(Directive): Please convert the records, from the line containing "Can you tell me where the church" up to and including their final line, into a JSON list of strings with one string per line. Leave out any blank lines.

(Source material):

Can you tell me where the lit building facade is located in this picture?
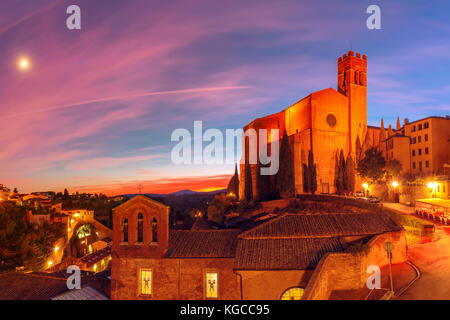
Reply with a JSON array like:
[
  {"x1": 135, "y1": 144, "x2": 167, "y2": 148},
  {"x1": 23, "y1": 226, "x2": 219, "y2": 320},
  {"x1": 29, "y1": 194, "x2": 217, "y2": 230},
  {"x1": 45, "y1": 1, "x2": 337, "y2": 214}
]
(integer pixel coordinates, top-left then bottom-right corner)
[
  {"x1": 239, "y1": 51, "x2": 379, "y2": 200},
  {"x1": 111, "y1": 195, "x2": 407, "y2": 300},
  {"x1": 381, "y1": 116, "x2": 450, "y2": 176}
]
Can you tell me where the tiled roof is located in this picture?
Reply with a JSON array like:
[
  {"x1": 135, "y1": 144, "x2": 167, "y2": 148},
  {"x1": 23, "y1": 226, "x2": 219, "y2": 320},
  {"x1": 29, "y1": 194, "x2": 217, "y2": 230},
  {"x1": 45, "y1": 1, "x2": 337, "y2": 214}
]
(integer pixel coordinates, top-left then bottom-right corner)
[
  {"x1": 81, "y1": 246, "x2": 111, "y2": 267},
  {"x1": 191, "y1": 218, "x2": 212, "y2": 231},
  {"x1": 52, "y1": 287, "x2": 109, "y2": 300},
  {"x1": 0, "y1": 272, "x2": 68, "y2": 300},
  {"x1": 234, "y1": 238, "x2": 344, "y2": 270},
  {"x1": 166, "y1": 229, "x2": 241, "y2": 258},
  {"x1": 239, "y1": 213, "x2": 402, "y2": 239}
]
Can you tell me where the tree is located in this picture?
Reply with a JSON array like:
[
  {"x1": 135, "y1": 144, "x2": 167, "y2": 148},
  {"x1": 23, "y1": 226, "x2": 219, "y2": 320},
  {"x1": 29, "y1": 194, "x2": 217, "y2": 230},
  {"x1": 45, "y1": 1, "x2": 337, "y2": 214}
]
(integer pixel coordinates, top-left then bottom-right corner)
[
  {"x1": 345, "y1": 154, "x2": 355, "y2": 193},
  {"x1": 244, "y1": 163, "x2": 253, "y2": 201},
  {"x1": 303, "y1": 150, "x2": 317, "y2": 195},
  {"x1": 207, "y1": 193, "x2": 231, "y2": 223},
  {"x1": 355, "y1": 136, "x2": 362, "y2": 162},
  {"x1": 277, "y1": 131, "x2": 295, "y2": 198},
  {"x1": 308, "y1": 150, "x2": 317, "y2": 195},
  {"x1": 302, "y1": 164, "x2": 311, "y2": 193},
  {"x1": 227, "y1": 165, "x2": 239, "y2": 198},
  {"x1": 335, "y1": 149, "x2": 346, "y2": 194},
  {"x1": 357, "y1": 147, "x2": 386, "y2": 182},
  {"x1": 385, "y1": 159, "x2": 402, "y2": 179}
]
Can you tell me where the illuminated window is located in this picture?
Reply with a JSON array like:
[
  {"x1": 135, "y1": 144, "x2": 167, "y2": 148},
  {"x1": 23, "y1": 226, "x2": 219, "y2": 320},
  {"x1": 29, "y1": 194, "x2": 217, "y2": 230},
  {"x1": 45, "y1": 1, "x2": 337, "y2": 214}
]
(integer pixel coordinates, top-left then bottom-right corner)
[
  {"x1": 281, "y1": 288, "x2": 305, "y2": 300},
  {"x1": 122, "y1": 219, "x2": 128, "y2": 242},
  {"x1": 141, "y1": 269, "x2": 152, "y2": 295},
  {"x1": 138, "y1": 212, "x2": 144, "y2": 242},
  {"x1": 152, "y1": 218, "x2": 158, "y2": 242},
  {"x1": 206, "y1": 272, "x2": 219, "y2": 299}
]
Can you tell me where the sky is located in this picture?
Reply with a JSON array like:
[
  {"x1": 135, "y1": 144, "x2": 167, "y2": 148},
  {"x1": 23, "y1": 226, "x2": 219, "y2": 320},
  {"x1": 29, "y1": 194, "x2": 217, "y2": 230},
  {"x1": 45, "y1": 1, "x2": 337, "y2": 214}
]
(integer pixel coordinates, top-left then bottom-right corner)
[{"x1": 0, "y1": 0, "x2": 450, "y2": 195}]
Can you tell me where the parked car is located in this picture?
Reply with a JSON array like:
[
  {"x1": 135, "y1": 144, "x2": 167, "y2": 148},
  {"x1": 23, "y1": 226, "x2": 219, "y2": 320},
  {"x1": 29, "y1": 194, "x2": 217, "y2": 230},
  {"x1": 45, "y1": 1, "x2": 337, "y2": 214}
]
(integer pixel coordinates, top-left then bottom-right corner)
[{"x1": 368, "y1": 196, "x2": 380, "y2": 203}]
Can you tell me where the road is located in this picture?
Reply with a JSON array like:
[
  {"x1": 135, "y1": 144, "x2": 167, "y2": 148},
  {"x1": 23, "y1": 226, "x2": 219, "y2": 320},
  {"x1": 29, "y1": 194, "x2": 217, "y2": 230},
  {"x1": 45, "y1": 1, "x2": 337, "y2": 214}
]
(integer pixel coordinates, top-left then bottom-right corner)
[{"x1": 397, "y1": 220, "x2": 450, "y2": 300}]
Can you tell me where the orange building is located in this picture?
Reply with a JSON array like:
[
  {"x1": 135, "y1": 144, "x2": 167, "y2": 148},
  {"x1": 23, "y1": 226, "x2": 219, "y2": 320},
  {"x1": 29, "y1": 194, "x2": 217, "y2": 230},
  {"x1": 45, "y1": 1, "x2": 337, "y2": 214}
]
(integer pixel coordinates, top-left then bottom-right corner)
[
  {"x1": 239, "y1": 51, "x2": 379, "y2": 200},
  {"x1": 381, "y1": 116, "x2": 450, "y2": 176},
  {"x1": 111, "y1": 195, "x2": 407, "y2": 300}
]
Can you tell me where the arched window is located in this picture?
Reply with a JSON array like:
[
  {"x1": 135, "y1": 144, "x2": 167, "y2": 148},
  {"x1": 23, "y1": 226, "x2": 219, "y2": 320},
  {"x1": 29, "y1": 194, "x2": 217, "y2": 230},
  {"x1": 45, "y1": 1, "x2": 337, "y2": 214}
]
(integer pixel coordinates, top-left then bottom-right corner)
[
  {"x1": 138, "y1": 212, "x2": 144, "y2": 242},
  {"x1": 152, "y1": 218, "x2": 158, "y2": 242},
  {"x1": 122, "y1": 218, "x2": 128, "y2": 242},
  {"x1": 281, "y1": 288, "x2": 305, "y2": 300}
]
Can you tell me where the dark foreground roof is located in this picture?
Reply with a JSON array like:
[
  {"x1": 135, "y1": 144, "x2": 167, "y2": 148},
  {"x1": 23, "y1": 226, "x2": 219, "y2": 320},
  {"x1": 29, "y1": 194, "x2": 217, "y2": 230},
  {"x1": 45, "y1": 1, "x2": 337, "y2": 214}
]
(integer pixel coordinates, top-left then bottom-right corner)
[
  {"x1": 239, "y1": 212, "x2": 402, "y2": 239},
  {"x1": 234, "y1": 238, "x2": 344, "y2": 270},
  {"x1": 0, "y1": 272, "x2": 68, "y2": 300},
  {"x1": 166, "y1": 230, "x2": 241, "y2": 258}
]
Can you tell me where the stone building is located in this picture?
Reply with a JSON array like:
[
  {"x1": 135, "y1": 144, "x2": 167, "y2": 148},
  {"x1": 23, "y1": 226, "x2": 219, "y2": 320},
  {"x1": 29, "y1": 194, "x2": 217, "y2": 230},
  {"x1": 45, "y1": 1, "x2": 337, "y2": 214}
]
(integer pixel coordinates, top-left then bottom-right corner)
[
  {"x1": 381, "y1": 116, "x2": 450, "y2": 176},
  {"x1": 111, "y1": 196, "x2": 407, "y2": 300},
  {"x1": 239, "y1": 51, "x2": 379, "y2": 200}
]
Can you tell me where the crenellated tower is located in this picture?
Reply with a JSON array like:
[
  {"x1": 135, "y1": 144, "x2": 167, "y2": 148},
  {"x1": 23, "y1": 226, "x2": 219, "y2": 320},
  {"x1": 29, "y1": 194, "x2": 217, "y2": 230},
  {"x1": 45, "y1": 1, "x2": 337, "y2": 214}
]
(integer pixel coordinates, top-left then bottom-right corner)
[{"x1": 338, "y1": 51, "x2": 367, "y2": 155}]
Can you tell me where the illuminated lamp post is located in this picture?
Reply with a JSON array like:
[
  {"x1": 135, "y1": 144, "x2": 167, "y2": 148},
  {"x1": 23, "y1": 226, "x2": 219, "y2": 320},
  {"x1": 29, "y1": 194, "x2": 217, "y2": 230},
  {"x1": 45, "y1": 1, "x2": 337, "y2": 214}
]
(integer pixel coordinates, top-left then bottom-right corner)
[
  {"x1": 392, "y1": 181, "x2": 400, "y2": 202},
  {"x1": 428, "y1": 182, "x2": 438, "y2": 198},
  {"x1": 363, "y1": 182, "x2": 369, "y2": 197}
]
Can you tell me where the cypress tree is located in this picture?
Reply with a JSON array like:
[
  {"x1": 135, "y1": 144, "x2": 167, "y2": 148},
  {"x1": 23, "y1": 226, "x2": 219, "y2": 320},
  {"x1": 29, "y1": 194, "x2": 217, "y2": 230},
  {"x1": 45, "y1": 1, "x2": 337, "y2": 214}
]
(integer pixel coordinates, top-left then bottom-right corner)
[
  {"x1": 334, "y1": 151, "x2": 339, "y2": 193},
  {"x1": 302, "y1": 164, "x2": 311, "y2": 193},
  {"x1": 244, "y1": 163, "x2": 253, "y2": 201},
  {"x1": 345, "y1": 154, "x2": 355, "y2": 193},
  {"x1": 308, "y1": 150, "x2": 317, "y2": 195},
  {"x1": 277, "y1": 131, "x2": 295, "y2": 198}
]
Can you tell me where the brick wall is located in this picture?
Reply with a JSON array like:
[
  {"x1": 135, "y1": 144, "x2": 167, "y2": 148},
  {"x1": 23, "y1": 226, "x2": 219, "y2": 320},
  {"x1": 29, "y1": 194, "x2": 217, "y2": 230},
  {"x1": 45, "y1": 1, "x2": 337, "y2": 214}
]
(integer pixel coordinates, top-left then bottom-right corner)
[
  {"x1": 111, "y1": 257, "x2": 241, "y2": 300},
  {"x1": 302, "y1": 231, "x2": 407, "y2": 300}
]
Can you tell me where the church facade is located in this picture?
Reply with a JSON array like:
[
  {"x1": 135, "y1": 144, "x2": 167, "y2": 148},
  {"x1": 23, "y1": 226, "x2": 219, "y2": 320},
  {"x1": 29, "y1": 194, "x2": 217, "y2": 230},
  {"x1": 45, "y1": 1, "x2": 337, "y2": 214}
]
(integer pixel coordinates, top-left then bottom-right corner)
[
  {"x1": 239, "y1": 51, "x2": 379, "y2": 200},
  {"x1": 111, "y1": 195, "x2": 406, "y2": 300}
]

(Answer):
[
  "Can you tell me where the church facade is located in this picture?",
  "Reply with a JSON array like:",
  "[",
  "  {\"x1\": 135, \"y1\": 144, \"x2\": 167, \"y2\": 148},",
  "  {\"x1\": 23, \"y1\": 226, \"x2\": 219, \"y2\": 320},",
  "  {\"x1\": 29, \"y1\": 194, \"x2\": 217, \"y2\": 230},",
  "  {\"x1\": 45, \"y1\": 1, \"x2\": 337, \"y2\": 214}",
  "]",
  "(integer pixel coordinates, top-left then bottom-right corner)",
  "[",
  "  {\"x1\": 239, \"y1\": 51, \"x2\": 379, \"y2\": 200},",
  "  {\"x1\": 111, \"y1\": 195, \"x2\": 406, \"y2\": 300}",
  "]"
]